## PROVIDED INFORMATION
--

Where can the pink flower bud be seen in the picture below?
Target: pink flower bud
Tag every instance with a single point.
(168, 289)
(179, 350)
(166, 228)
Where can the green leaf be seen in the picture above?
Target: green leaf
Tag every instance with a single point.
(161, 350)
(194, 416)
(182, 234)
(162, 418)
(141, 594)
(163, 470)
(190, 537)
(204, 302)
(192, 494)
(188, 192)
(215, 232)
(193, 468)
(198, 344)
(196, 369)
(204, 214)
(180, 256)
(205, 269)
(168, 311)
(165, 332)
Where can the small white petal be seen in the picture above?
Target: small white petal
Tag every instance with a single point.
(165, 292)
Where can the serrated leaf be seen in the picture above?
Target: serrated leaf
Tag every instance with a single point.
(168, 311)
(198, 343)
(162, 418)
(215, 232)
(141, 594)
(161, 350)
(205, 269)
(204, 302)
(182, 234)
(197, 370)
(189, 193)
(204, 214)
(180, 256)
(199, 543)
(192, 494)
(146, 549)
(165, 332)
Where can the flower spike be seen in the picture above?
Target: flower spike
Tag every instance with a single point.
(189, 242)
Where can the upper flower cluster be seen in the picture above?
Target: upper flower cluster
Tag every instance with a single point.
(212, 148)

--

Return only the lines running from the line with "Where can the green" to the last line of the records, both included, exactly as written.

## WRITTEN ANSWER
Where can the green leaf be seen in the picture above?
Target: green leaf
Tag every instance with a single point.
(161, 350)
(194, 416)
(182, 234)
(162, 418)
(141, 594)
(163, 470)
(190, 537)
(204, 302)
(192, 494)
(188, 192)
(215, 232)
(193, 468)
(198, 344)
(196, 369)
(204, 214)
(180, 256)
(205, 269)
(168, 311)
(165, 332)
Where can the small white petal be seen in the picture above?
Target: small white petal
Tag every instance with a single point.
(165, 292)
Where can the serrated leaf be seen in the picture above?
Target: serrated leaf
Tag every instance with a single point.
(168, 311)
(198, 343)
(162, 418)
(215, 232)
(141, 594)
(161, 350)
(205, 269)
(204, 302)
(182, 234)
(197, 370)
(189, 193)
(204, 214)
(180, 256)
(199, 543)
(192, 494)
(146, 549)
(165, 332)
Where can the flower spike be seen in the picture above?
Target: flower spike
Tag every instance with a single point.
(189, 242)
Where can the upper flower cluster be seen in the picture above?
Target: upper flower cluster
Tag every instance with a single point.
(212, 148)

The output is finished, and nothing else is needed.